* start Record excerpts *

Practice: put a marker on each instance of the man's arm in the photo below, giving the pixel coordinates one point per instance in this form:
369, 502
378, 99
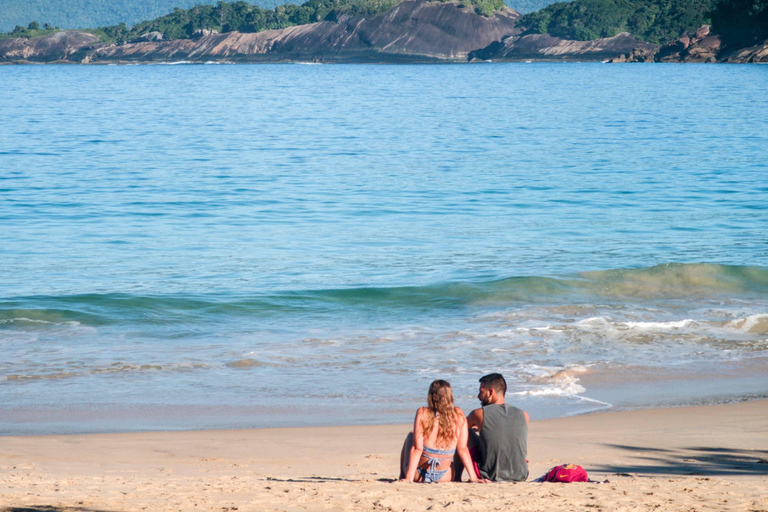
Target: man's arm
475, 419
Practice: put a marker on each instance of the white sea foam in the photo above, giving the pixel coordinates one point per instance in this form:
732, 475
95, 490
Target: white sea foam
24, 320
754, 324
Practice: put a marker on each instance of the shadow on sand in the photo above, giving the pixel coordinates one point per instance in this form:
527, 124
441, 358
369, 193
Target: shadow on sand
690, 461
48, 508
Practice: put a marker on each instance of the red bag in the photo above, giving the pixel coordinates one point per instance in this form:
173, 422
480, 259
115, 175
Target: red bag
565, 473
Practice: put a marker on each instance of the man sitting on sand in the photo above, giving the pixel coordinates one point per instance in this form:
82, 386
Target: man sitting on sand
498, 434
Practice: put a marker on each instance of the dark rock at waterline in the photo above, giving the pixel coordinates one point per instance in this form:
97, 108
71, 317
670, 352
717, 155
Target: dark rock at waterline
546, 47
703, 46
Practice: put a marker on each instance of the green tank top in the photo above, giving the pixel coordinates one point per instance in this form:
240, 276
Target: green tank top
504, 443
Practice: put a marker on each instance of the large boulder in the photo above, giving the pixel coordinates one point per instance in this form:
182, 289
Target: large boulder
546, 47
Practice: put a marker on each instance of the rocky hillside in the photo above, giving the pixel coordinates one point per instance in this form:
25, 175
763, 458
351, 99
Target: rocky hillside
412, 31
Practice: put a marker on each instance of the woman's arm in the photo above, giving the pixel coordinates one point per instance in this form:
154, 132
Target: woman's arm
417, 449
463, 451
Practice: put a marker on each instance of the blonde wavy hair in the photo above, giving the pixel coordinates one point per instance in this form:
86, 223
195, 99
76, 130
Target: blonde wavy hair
440, 403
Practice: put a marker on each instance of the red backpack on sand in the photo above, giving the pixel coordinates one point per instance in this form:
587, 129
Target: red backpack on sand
565, 473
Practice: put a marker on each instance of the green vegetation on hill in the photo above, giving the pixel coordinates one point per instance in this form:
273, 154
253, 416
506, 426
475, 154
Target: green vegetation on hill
96, 13
244, 17
741, 22
656, 21
32, 30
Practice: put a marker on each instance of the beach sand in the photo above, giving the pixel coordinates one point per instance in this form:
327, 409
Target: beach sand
686, 459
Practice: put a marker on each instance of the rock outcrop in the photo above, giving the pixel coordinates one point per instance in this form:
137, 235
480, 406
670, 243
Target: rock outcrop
704, 46
412, 31
546, 47
757, 54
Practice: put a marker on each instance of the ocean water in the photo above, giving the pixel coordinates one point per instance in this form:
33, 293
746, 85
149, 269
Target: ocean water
231, 246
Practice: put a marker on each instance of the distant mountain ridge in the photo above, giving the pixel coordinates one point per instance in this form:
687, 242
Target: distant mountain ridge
102, 13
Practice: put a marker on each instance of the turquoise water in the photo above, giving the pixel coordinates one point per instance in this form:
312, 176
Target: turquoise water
259, 245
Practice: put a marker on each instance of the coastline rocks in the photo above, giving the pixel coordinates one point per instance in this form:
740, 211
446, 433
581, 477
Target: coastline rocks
546, 47
151, 36
752, 55
412, 31
702, 47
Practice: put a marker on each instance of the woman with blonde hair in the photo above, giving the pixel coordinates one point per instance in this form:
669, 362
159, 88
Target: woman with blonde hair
439, 432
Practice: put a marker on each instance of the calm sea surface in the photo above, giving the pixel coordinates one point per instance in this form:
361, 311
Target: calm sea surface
199, 246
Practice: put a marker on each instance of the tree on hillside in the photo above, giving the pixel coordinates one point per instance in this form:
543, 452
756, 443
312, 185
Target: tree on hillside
656, 21
741, 22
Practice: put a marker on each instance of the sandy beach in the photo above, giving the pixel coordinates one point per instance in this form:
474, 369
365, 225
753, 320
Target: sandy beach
686, 459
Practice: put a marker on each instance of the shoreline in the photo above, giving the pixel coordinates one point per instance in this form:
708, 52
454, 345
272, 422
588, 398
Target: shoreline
701, 458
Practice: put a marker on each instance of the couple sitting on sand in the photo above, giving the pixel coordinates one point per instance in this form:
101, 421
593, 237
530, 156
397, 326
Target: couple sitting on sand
491, 442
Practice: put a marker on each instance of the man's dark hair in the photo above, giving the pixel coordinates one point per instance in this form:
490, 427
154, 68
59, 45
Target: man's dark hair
496, 382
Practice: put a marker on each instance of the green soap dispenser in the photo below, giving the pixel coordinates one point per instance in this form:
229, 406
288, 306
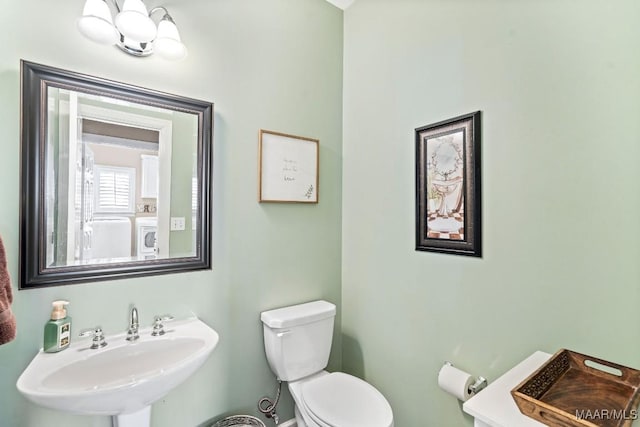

* end Record excerpts *

Exercise details -
Output the lines above as a numbered list, skipping any blank lines. Leave the pictures out of your answer.

Problem solution -
1. Practice: put a marker on each instance of the man's arm in the photo below, giving the pixel coordinates one point per instance in this form:
2. 369, 502
3. 378, 99
4. Target: man's arm
5. 475, 419
6. Practice: put a marker on each instance of the white sea foam in the photo above, giving the pixel coordinates one point per instance in this form:
7. 732, 475
8. 95, 490
9. Target: white sea foam
10. 24, 320
11. 754, 324
12. Practice: put a marker on each instance of the shadow on sand in the photo above, giving the pixel coordinates one point per instance in this form:
13. 527, 124
14. 441, 358
15. 369, 193
16. Target: shadow on sand
17. 690, 461
18. 48, 508
19. Practice: put a marker on each instance of the red bag in the photo above, giving the pixel coordinates one point per instance in this form:
20. 173, 422
21. 480, 259
22. 115, 175
23. Target: red bag
24. 565, 473
25. Practice: put a marker on each instance of the man sitting on sand in the photo above, giving the pixel coordinates one point per instance in this form:
26. 82, 386
27. Target: man sitting on sand
28. 498, 434
29. Practice: put a marker on each instance of the dark rock at waterline in the photo above, giving the pixel coordinates one point per instance in this form:
30. 97, 108
31. 71, 317
32. 670, 352
33. 717, 155
34. Target: dark rock at waterline
35. 546, 47
36. 703, 46
37. Practice: put a marker on each instance of the green tank top in the photo above, giving the pixel coordinates one point per instance in this form:
38. 240, 276
39. Target: green tank top
40. 504, 443
41. Practice: put a marker on each instance of the large boulder in the photo above, giving the pixel coordinates one point per instance in this form:
42. 182, 289
43. Target: large boulder
44. 546, 47
45. Practice: put a marker on each instance of the rocky hillside in the photo above, giving the pixel coordinates one point per instance in this form:
46. 25, 175
47. 763, 458
48. 351, 99
49. Target: rocky hillside
50. 412, 31
51. Practice: put a marker on each instance of the woman's arm in the photo above, giving the pixel coordinates one point per instance in this form:
52. 154, 132
53. Target: woman's arm
54. 417, 449
55. 463, 451
56. Practice: put a marker on each instance of the blonde wavy hair in the photo above, giving the pixel coordinates one point per instance in this form:
57. 86, 223
58. 195, 99
59. 76, 130
60. Target: blonde wavy hair
61. 440, 403
62. Practice: put a marker on each instance of the red backpack on sand in the photo above, giving the pixel coordinates one point per instance in this form:
63. 587, 129
64. Target: red backpack on sand
65. 565, 473
66. Practice: put a marker on each instance of the green vegetation on hill in the photo above, giving the pixel coordinates one point per instance in this form:
67. 273, 154
68. 253, 416
69. 506, 426
70. 475, 154
71. Target: green vegetation on hill
72. 96, 13
73. 244, 17
74. 741, 22
75. 656, 21
76. 32, 30
77. Practice: put a marker on each instance of the beach sand in the photo above, giving the pixel coordinates one point per instance in this form:
78. 327, 409
79. Target: beach sand
80. 686, 459
81. Practice: put a marker on each instance of the rock outcrop in the photo above, giving the pixel coordinates one point per instance in this form:
82. 137, 235
83. 480, 406
84. 670, 243
85. Target: rock outcrop
86. 704, 46
87. 412, 31
88. 546, 47
89. 757, 54
90. Practice: put a marker on each instance of the ocean water in the photo above, giving the pixel coordinates one point per instance in this form:
91. 33, 293
92. 746, 85
93. 149, 269
94. Target: ocean water
95. 231, 246
96. Practice: put a marker on each instance of the distant mountain ridge in the photo above, giving the pixel coordinates one point per instance in this form:
97. 687, 242
98. Target: distant mountain ridge
99. 102, 13
100. Practice: put a marker on each instance of the turquoise water in the photo above, giving the pixel coordinates one point per instance in this form:
101. 312, 176
102. Target: turquoise water
103. 259, 245
104. Practice: put a marker on each instance of the coastline rocks in the photo above, giving the pixel coordinates one point per instance in this form:
105. 740, 211
106. 446, 433
107. 581, 477
108. Target: coastline rocks
109. 546, 47
110. 151, 36
111. 752, 55
112. 412, 31
113. 702, 47
114. Practice: put a marker on each instance of the woman with blonde hair in the photo above, giving the pixel coordinates one point per instance in this form:
115. 669, 362
116. 159, 88
117. Target: woman with blonde hair
118. 439, 432
119. Practice: put a marker on each instance of the calm sea surface in the photo above, giving the pixel coordinates one point per instance in this form:
120. 361, 311
121. Target: calm sea surface
122. 199, 246
123. Practice: put a marker on each instance of the tree on hillside in the photo above, giving the pixel coordinates one point per instance in this form:
124. 543, 452
125. 756, 443
126. 312, 185
127. Target: tree on hillside
128. 656, 21
129. 741, 22
130. Practice: put a marker on each instance of the sandy beach in the photo above, giving the pixel coordinates one point per instance in this form:
131. 474, 369
132. 365, 225
133. 753, 320
134. Target: sandy beach
135. 686, 459
136. Practice: put a marker on each instance of the shoreline in the photo above, giving the pixel coordinates one point per instance in this form:
137. 708, 52
138. 454, 345
139. 272, 422
140. 588, 398
141. Target: shoreline
142. 701, 458
143. Practice: put a marker on each instance of the couple sitting on sand in the photo above, giving the pixel coordinates one point per instance in this form:
144. 101, 421
145. 593, 237
146. 530, 156
147. 397, 326
148. Target: couple sitting on sand
149. 491, 442
150. Practice: put a marker on each instance of the man's dark hair in the photo above, giving the pixel coordinates one point per instance in this form:
151. 490, 427
152. 154, 68
153. 59, 45
154. Target: man's dark hair
155. 496, 382
156. Practice: put a marker on each instance of the green soap dispenser in the photo below, giving the pixel coordinates one point per instance in this form:
157. 229, 406
158. 288, 306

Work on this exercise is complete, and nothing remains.